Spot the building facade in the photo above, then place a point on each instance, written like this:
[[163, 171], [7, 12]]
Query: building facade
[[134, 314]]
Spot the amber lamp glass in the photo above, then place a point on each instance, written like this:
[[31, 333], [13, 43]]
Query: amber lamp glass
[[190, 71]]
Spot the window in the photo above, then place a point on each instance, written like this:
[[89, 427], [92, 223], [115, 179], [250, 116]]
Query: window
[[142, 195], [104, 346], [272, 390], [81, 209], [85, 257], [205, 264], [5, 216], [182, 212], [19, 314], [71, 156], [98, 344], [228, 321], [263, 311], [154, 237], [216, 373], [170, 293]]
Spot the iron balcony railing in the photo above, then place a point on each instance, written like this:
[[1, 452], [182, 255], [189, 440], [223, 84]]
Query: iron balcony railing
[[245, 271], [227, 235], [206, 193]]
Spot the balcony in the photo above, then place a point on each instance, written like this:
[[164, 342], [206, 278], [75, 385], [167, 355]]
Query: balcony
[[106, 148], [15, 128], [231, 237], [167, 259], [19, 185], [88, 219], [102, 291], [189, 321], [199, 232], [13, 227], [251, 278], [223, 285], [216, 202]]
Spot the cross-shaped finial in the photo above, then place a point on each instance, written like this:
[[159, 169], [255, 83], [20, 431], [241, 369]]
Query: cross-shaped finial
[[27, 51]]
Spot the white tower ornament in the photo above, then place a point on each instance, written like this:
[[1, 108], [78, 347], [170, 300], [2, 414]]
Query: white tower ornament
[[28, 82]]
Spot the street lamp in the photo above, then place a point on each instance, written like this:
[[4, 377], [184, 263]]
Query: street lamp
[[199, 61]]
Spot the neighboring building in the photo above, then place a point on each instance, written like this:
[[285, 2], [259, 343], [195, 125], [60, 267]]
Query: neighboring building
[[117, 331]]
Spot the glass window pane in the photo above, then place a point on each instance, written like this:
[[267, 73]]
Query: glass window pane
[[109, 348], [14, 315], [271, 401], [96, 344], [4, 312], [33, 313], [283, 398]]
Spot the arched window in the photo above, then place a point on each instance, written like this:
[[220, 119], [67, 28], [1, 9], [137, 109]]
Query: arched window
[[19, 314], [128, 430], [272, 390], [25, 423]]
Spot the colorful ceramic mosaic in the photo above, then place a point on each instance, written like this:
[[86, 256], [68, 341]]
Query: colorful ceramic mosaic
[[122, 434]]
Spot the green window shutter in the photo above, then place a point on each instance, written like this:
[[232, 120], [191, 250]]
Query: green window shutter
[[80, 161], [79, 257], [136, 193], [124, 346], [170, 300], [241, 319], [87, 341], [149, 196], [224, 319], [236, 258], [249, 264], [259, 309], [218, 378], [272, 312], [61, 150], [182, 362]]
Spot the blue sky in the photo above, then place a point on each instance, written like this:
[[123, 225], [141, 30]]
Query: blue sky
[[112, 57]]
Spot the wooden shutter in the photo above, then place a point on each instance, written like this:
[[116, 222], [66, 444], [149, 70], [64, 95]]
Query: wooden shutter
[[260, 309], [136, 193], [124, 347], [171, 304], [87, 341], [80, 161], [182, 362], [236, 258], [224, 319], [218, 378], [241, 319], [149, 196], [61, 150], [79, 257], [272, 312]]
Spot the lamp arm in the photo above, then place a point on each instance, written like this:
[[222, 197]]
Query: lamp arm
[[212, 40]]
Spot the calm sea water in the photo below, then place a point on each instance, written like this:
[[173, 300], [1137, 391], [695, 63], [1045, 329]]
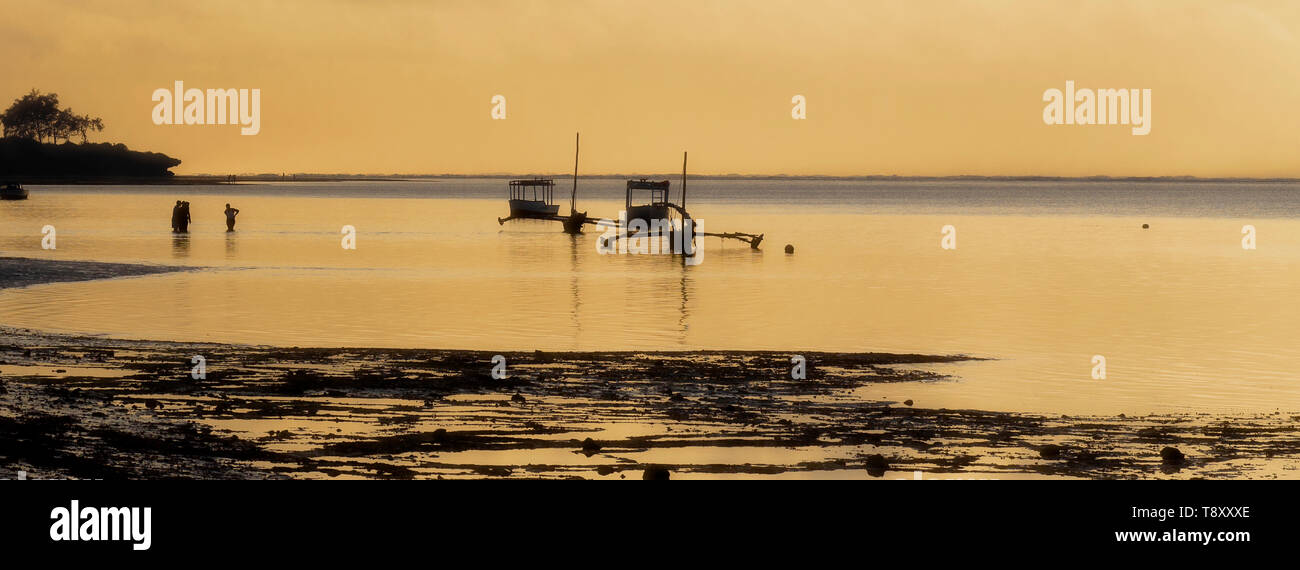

- - -

[Description of the task]
Every line above should be copied exactly; do not carry over the pictures.

[Task solution]
Spot the building facade in the photo above, then place a point on each instance, written like this:
[[163, 171], [7, 12]]
Query: building facade
[[134, 314]]
Spot the amber lamp glass in the photo above, then place a point on each instance, written like this:
[[31, 333], [13, 43]]
Query: amber lamp glass
[[190, 71]]
Spot the window in the photo above, then place a point on each instance, written like this:
[[89, 427], [92, 223], [115, 179], [250, 116]]
Query: window
[[142, 195], [104, 346], [272, 390], [81, 209], [85, 257], [205, 264], [5, 216], [182, 212], [19, 314], [71, 156], [98, 344], [228, 321], [263, 311], [154, 237], [216, 373], [170, 293]]
Spot the iron balcony railing in the photo above, then place a point on each instance, written like this:
[[1, 452], [182, 255], [189, 440], [223, 84]]
Query: iron balcony railing
[[245, 271], [227, 235], [206, 193]]
Spot the balcony in the photo above, then place a point on each instance, written like this:
[[164, 342], [206, 278], [75, 385], [167, 355]]
Query: balcony
[[106, 148], [15, 128], [231, 237], [167, 259], [19, 185], [88, 219], [102, 291], [189, 321], [199, 232], [13, 227], [251, 278], [223, 285], [216, 202]]
Spot the cross-shaped finial in the photo above, then place a point on each instance, written like this:
[[159, 169], [255, 83], [20, 431], [241, 369]]
Query: cross-shaped finial
[[27, 51]]
Spot the white tower ornament in the photo above, then place a point on each instance, written like this:
[[1, 108], [78, 347], [170, 300], [2, 414]]
Query: white tower ornament
[[28, 82]]
Spot the street lamp in the photo above, then place a point on each instance, written like this:
[[4, 377], [184, 263]]
Query: street lamp
[[199, 61]]
Spot the neighboring building in the photo above, then place a point on each instance, written like this:
[[285, 2], [259, 343], [195, 125], [60, 267]]
Query: neighboring building
[[117, 331]]
Spot the glass window pane in the photo above, then place a point on each instance, written like this:
[[267, 73]]
Query: glass window pane
[[109, 348], [14, 315], [271, 401], [96, 344], [4, 312], [33, 313], [283, 398]]
Spot the arched window in the photo above, then place a point on each instance, written like this:
[[220, 119], [67, 28], [1, 9], [137, 109]]
Query: arched window
[[19, 314], [128, 430], [272, 390], [25, 423]]
Spot the colorful ceramic mosaic in the photo above, then place a point on each instance, written like this:
[[86, 256], [68, 341]]
Query: colorful ceramic mosaic
[[122, 434]]
Spot the green window shutter in the photo above, then place a point on each instance, written like this:
[[232, 120], [191, 250]]
Query: green window shutter
[[80, 161], [79, 257], [136, 193], [124, 346], [170, 300], [241, 319], [87, 341], [149, 196], [224, 319], [236, 258], [249, 264], [259, 309], [218, 378], [272, 312], [61, 150], [182, 362]]
Spot the blue sky in the photo above, then place a point on each instance, written like this:
[[123, 225], [141, 30]]
Query: blue sky
[[112, 57]]
Spot the wooden shutter in the photo above, then place a point on each instance, written like this:
[[116, 222], [66, 444], [149, 70], [64, 95]]
Query: wooden shutter
[[260, 309], [136, 193], [124, 347], [171, 304], [87, 341], [80, 161], [182, 362], [236, 258], [224, 319], [218, 378], [241, 319], [149, 196], [61, 150], [79, 257], [272, 312]]
Spot the lamp arm in the photo above, then place a point on each instance, written like this:
[[222, 197]]
Query: lamp arm
[[212, 40]]
Spot the calm sea water in the photo below, then place a point on each instance, written like this:
[[173, 300], [1137, 391], [695, 63], [1045, 329]]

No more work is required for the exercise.